Objetivo de la tarea
Devuelve sin cambios el fragmento del documento fuente comprendido entre "Posteriormente se convocó" y "ésta fuera retórica.", ambos incluidos.

Documento fuente
· · · · ·

Posteriormente se convocó a una reunión interinstitucional con los equipos intervinientes: el CDD, un nuevo CDD donde la joven había empezado a asistir, un equipo de niñez y la CA. Se trataba de poder alertarnos sobre los progresivos descuidos de Clarice y construir en conjunto el valor de mensaje que sus actos venían teniendo. En esa reunión donde no hubo representantes de la CA, una profesional de la salud mental planteó: “estos pibes viven en la calle... ¿Vamos a estar preocupándonos por eso?”. Desde luego, el problema no fue la pregunta, sino que ésta fuera retórica.
Se nos fue el cuidado interinstitucional por el agujero que en la red generó esa afirmativa pregunta. Al no tomarse estos actos como crisis con valor de potencial mensaje, Clarice eventualmente dejó de ir a ese lugar. Se asentó en la calle. Prácticamente dejó de vincularse con los equipos de referencia. Tiempo después comenzaría la pandemia estando ella en situación de calle y siendo población de riesgo.

· · · · ·

Datos sin procesar
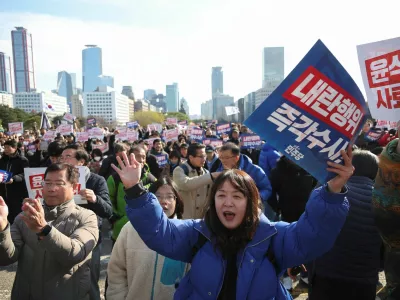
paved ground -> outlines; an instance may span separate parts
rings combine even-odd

· · · · ·

Respuesta
Posteriormente se convocó a una reunión interinstitucional con los equipos intervinientes: el CDD, un nuevo CDD donde la joven había empezado a asistir, un equipo de niñez y la CA. Se trataba de poder alertarnos sobre los progresivos descuidos de Clarice y construir en conjunto el valor de mensaje que sus actos venían teniendo. En esa reunión donde no hubo representantes de la CA, una profesional de la salud mental planteó: “estos pibes viven en la calle... ¿Vamos a estar preocupándonos por eso?”. Desde luego, el problema no fue la pregunta, sino que ésta fuera retórica.